(Extracted records)
——————————
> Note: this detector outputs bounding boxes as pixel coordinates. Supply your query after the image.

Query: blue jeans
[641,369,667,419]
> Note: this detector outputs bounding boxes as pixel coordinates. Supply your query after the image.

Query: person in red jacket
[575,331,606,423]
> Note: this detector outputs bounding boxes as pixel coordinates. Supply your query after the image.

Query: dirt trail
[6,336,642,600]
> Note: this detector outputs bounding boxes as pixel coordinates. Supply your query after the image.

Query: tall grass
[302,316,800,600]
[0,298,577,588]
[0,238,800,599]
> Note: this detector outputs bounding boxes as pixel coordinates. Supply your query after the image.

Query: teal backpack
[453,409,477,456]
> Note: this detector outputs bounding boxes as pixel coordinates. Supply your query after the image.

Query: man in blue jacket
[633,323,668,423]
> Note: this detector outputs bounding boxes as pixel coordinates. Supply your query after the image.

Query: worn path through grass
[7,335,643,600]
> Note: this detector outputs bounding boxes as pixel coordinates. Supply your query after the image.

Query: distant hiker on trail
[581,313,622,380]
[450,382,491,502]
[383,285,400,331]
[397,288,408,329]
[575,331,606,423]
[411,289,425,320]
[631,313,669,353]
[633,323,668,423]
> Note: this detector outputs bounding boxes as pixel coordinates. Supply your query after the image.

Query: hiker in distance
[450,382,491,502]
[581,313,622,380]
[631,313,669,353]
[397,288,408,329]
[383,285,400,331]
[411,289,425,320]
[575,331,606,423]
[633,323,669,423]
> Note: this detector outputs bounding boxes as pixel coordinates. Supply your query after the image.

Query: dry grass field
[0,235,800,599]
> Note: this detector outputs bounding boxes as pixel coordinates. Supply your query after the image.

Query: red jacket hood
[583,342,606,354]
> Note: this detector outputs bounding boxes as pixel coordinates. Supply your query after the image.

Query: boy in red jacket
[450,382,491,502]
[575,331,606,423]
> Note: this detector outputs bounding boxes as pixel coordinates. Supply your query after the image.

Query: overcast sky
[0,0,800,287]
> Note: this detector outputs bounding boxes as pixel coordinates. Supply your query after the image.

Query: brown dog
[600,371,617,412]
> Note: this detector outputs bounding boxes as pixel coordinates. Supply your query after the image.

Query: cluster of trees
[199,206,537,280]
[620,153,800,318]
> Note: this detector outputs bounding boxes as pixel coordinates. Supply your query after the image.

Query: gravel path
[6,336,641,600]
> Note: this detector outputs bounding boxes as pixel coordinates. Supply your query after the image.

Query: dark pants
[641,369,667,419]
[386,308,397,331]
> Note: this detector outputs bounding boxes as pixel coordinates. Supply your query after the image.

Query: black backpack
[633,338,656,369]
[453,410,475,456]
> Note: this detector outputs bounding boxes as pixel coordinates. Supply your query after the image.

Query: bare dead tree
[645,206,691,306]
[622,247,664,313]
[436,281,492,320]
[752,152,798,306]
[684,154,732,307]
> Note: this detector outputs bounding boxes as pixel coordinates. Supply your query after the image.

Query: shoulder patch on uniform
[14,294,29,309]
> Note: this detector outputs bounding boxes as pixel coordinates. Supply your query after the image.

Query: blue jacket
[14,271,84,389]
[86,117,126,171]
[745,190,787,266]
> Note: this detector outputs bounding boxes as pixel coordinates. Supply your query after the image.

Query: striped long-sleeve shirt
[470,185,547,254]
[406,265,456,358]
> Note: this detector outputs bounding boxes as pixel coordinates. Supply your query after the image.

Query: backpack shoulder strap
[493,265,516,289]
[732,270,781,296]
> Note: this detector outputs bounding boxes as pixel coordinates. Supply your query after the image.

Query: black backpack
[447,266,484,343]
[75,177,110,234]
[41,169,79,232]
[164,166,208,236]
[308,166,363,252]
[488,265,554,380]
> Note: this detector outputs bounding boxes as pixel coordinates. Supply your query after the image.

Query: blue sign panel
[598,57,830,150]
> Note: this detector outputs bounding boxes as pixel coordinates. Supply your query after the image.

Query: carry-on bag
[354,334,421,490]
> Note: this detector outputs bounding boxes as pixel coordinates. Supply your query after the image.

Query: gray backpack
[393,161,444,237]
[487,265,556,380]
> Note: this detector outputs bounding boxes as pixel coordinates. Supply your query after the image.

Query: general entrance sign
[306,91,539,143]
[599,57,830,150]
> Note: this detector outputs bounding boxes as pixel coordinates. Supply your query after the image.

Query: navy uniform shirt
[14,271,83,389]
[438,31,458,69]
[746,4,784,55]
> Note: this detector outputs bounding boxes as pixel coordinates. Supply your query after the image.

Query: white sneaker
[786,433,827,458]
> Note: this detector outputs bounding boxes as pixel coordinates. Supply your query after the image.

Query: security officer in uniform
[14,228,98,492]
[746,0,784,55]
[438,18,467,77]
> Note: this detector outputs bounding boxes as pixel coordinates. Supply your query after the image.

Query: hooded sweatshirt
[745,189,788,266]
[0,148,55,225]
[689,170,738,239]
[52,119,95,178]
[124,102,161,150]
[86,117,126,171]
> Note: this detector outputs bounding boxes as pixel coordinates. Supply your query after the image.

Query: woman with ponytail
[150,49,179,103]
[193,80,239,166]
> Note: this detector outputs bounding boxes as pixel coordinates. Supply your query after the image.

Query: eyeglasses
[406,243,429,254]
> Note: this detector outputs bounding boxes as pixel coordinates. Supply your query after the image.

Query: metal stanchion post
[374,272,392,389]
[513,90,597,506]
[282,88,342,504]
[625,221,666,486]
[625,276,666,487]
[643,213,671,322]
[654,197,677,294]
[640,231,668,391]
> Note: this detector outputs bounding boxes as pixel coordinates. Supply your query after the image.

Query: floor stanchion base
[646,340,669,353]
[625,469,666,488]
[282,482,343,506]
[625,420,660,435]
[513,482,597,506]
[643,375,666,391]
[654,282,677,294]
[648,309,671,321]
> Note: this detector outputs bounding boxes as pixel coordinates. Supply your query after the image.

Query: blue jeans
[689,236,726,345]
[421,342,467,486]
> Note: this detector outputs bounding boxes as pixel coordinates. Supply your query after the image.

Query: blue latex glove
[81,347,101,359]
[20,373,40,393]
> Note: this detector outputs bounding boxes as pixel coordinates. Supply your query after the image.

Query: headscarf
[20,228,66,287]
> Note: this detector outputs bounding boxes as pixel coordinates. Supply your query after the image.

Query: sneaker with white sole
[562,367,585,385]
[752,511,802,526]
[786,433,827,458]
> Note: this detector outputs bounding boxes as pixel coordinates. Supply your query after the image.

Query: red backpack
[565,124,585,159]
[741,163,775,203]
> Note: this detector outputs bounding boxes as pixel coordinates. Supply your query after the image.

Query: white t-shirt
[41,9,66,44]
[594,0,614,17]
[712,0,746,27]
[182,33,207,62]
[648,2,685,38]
——————————
Write out the material exactly as given.

> Note: this detector outputs bounding boxes as pixel coordinates. Supply your query after the image.

Query: blue jeans
[641,369,667,419]
> Note: this detector outputs bounding boxes as pixel coordinates. Supply your query after the image.

Query: person in red jacket
[575,331,606,423]
> Note: this detector outputs bounding boxes as pixel coordinates. Supply your query after the image.

Query: dirt trail
[6,336,642,600]
> Note: this detector outputs bounding boxes as pixel coordinates. Supply your query after the image.

Query: tall grass
[302,316,800,600]
[0,298,577,588]
[0,238,800,599]
> Note: this detector outputs bounding boxes as pixel coordinates. Supply your query after the image.

Query: teal backpack
[453,409,477,456]
> Note: this detector outputs bounding boxes as pixel coordinates. Supply your query after the image.

Query: man in blue jacket
[633,323,668,423]
> Note: this detector outputs bounding boxes as pixel coordinates. Supply your query after the image.

Query: worn path through grass
[7,335,643,600]
> Note: this detector outputs bounding boxes as pixel coordinates. Supply your query after the image.

Query: distant hiker on trail
[581,313,622,380]
[450,382,491,502]
[383,285,400,331]
[397,288,408,329]
[575,331,606,423]
[411,289,425,320]
[631,313,669,353]
[633,323,668,423]
> Note: this detector outputs bounding boxes as pixel coordinates. Supply your query after the image.

Query: hiker in distance
[450,382,491,502]
[581,313,622,380]
[631,313,669,353]
[397,288,408,329]
[383,285,400,331]
[411,289,425,320]
[575,331,606,423]
[633,323,669,423]
> Note: this detector outputs bounding boxes as pixel coordinates. Supply your query after the image.

Query: dry grass field
[0,235,800,599]
> Note: this detector outputs bounding boxes as pixel coordinates. Supply your query after the image.

Query: red jacket hood
[583,342,606,354]
> Note: this detector outputs bounding boxes as pixel coordinates. Supply your query after the image.

Query: boy in red jacket
[450,382,491,502]
[575,331,606,423]
> Note: this detector outputs bounding boxes as pixel coordinates. Supply your query after the image.

Query: overcast sky
[0,0,800,287]
> Note: this detector outputs bounding boxes as pixel coordinates. Supply your query after the image.

Query: brown dog
[600,371,617,412]
> Note: this detector outputs bounding boxes as pixel coordinates. Supply your query after the image.

Query: cluster of trees
[199,206,537,280]
[620,153,800,318]
> Note: this detector outputs bounding boxes as pixel coordinates. Supply your query after the image.

Query: gravel path
[6,336,641,600]
> Note: this detector outputs bounding boxes as pixel coordinates. Supply your query after the image.

Query: dark pants
[641,369,667,419]
[386,308,397,331]
> Note: this detector outputs bounding boxes as pixel coordinates. Supply your query after the image.

Query: black backpack
[633,338,656,369]
[453,410,475,456]
> Note: this detector outputs bounding boxes as pixel coordinates. Supply your query after the image.

Query: bare dead tree
[645,206,691,306]
[622,247,664,313]
[436,281,492,320]
[752,152,798,306]
[684,154,732,307]
> Note: this detector outputs bounding boxes as pixel coordinates. Supply your query after the image.

Query: shoulder patch on uniform
[14,294,29,309]
> Note: this detector outputs bounding boxes as pixel coordinates. Supply your query after the image.

Query: blue jacket
[14,271,84,389]
[86,117,126,171]
[745,190,787,266]
> Note: this detector outputs bounding boxes as pixel coordinates. Supply your query after the image.

Query: striped long-sleeve shirt
[470,185,547,254]
[406,265,456,358]
> Note: this detector outputs bounding boxes as pixel coordinates. Supply your query after the image.

Query: backpack shoulder strap
[493,265,516,289]
[732,270,781,296]
> Note: this detector outputs bounding boxes as pixel coordinates. Supply your query after the image.

Query: black backpack
[447,266,484,343]
[75,177,110,234]
[41,169,79,232]
[164,166,208,236]
[308,166,363,252]
[488,265,554,380]
> Note: this detector outputs bounding boxes as pixel coordinates. Supply your query after the image.

Query: blue sign panel
[598,57,830,150]
> Note: this detector outputs bounding boxes as pixel coordinates. Supply your query after the image.

Query: carry-on bag
[354,334,421,490]
> Note: this detector outputs bounding boxes as pixel coordinates. Supply your query after the image.

Query: gray backpack
[393,161,444,237]
[487,265,556,380]
> Note: this detector outputs bounding boxes as pixel coordinates. Supply your query after the image.

Query: general entrance sign
[306,91,539,143]
[599,57,830,150]
> Note: this detector outputs bounding boxes as pixel coordinates. Supply your query after the image.

Query: navy uniform shirt
[14,271,83,389]
[438,31,458,69]
[746,4,784,55]
> Note: this detector outputs bounding boxes as pixel coordinates. Supply your query after the image.

Query: white sneaker
[786,433,827,458]
> Note: this detector outputs bounding boxes as pixel coordinates. Supply your query after the image.

Query: security officer in uniform
[14,228,98,492]
[746,0,784,55]
[438,18,467,77]
> Note: this detector outputs bounding boxes as pixel coordinates. Supply your query after the image.

Query: hooded sweatshirt
[745,189,788,266]
[0,148,55,225]
[689,170,738,239]
[52,119,95,178]
[124,102,161,150]
[86,117,126,171]
> Note: this detector outputs bounding boxes as pixel coordinates. Supply your query after the image.

Query: woman with ponytail
[150,49,179,103]
[193,80,239,166]
> Note: this detector outputs bounding boxes as pixel coordinates. Supply your query after the image.

Query: eyeglasses
[406,243,429,254]
> Note: this detector outputs bounding boxes as pixel coordinates. Supply your query after the image.

Query: metal stanchion post
[374,272,392,389]
[513,90,597,506]
[282,88,342,504]
[625,221,666,486]
[625,276,666,487]
[643,213,671,322]
[654,197,677,294]
[640,231,668,391]
> Note: this detector outputs bounding boxes as pixel coordinates. Supply your query after the image.

Query: floor stanchion base
[646,340,669,353]
[625,469,666,488]
[282,482,343,506]
[625,420,660,435]
[513,482,597,506]
[643,375,666,391]
[654,282,677,294]
[648,309,671,321]
> Note: this detector outputs bounding boxes as pixel coordinates. Supply your query after the image.

Query: blue jeans
[689,236,726,345]
[421,342,467,486]
> Note: this detector outputs bounding boxes as pixel coordinates. Supply your query after the image.

Query: blue latex glove
[81,347,101,359]
[20,373,40,393]
> Note: this detector outputs bounding boxes as pixel coordinates. Supply your query after the image.

Query: headscarf
[20,228,66,287]
> Note: this detector outputs bounding boxes as pixel coordinates. Supply your query after the image.

Query: sneaker with white sole
[562,367,585,385]
[752,511,802,526]
[786,433,827,458]
> Note: this detector outputs bounding boxes as pixel coordinates. Supply your query after the image.

Query: red backpack
[565,124,585,159]
[741,163,775,203]
> Note: this detector outputs bounding boxes as pixel coordinates. Supply your query after the image.

Query: white t-shirt
[41,9,66,44]
[594,0,614,17]
[712,0,746,27]
[182,33,207,62]
[648,2,685,38]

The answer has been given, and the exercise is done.